Records from a data collection
- - -
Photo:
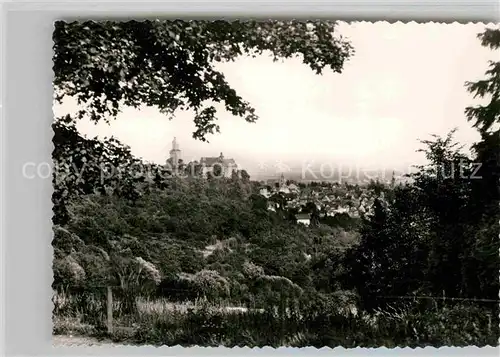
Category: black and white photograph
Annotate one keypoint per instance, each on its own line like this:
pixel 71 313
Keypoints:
pixel 281 183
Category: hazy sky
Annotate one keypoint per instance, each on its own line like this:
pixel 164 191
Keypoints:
pixel 404 82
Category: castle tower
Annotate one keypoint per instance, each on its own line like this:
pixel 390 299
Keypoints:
pixel 175 154
pixel 282 182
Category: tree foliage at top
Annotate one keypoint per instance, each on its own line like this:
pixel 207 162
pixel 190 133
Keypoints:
pixel 171 64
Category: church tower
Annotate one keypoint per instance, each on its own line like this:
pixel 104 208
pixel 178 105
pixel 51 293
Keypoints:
pixel 282 182
pixel 175 154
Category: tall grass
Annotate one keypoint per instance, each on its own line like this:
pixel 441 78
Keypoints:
pixel 161 322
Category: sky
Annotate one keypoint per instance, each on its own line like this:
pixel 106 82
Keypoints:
pixel 404 82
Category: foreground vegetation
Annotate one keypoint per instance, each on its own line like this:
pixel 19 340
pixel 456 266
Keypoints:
pixel 185 255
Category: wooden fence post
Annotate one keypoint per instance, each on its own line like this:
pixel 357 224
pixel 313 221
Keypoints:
pixel 110 310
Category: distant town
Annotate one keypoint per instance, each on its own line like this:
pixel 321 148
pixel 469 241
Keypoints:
pixel 305 199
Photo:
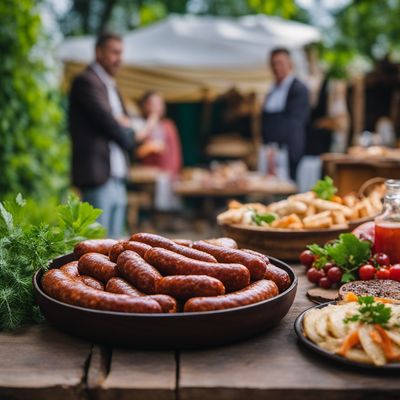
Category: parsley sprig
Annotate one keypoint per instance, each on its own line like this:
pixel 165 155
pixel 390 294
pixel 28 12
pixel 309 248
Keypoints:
pixel 348 252
pixel 324 188
pixel 371 312
pixel 28 245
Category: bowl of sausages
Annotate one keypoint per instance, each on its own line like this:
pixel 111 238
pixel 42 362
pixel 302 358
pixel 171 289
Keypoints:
pixel 153 292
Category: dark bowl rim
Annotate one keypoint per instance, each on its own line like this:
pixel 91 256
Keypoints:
pixel 298 328
pixel 186 315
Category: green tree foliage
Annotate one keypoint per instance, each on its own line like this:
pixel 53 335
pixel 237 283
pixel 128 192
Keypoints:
pixel 33 149
pixel 92 16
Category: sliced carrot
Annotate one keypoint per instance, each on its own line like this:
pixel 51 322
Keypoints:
pixel 351 297
pixel 350 341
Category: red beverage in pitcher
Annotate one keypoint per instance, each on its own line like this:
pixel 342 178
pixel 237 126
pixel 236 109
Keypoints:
pixel 387 240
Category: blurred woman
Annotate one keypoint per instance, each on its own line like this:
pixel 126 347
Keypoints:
pixel 162 147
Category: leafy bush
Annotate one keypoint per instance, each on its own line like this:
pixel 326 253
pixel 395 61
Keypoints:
pixel 33 146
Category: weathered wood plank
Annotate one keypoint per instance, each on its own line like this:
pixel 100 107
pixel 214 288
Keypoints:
pixel 42 363
pixel 137 375
pixel 274 366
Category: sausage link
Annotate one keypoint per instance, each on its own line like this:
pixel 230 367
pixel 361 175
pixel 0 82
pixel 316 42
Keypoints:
pixel 138 272
pixel 164 243
pixel 233 276
pixel 119 247
pixel 101 246
pixel 279 276
pixel 72 291
pixel 91 282
pixel 183 242
pixel 187 286
pixel 71 269
pixel 274 273
pixel 256 253
pixel 223 242
pixel 256 292
pixel 121 286
pixel 97 266
pixel 254 264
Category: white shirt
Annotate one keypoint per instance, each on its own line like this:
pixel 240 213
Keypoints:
pixel 276 99
pixel 118 161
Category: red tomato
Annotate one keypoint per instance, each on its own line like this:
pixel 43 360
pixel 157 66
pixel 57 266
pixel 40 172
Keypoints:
pixel 395 272
pixel 383 273
pixel 367 272
pixel 365 231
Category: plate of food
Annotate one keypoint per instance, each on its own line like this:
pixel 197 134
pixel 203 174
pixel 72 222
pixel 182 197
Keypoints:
pixel 154 292
pixel 360 331
pixel 286 227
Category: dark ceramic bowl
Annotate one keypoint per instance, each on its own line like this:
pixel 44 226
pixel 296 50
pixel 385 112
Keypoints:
pixel 165 331
pixel 298 327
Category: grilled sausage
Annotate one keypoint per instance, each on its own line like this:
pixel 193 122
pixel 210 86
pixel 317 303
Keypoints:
pixel 159 241
pixel 224 242
pixel 233 276
pixel 119 247
pixel 101 246
pixel 138 272
pixel 272 272
pixel 256 292
pixel 121 286
pixel 91 282
pixel 97 266
pixel 187 286
pixel 71 269
pixel 254 264
pixel 72 291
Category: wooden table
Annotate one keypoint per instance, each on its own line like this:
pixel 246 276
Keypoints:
pixel 350 172
pixel 42 363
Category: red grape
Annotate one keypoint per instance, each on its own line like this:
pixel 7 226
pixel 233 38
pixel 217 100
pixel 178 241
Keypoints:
pixel 382 259
pixel 307 258
pixel 367 272
pixel 334 274
pixel 314 275
pixel 324 282
pixel 382 273
pixel 395 272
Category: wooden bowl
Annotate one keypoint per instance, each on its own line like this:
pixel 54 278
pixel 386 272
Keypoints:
pixel 165 331
pixel 284 244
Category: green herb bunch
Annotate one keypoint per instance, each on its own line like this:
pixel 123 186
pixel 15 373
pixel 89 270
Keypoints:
pixel 27 247
pixel 347 252
pixel 371 312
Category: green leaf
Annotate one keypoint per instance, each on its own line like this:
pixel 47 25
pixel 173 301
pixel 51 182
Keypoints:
pixel 324 188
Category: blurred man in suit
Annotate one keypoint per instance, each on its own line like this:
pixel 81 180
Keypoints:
pixel 286 109
pixel 102 136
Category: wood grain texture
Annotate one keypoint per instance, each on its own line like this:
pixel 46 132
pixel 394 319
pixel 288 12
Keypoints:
pixel 139 375
pixel 42 363
pixel 274 366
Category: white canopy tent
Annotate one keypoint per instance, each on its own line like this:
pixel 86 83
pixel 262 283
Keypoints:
pixel 192 57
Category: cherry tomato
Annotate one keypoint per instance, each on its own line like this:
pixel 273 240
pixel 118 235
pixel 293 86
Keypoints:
pixel 395 272
pixel 328 266
pixel 382 259
pixel 324 282
pixel 307 258
pixel 367 272
pixel 382 273
pixel 314 275
pixel 334 274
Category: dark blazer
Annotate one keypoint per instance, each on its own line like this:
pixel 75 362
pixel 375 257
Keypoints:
pixel 92 126
pixel 288 127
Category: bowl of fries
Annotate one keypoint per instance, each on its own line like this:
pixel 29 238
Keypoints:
pixel 359 331
pixel 286 227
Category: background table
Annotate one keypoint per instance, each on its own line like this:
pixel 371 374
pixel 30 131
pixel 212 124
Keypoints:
pixel 42 363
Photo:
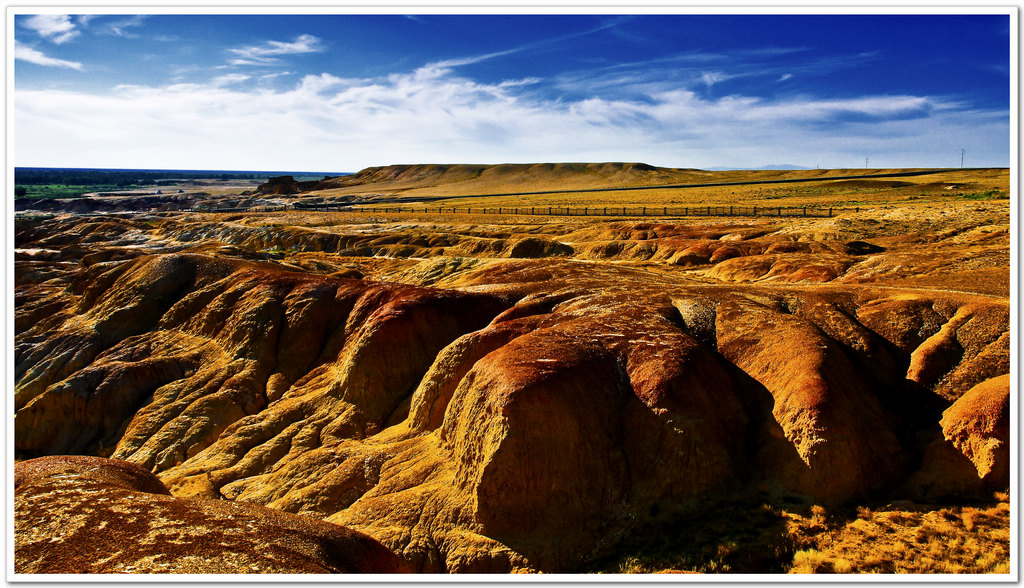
- - -
_Your objective_
Every line in the data above that contains "tree" needs to be copied.

_Finished exercise_
Category: tree foliage at top
Category: green tree foliage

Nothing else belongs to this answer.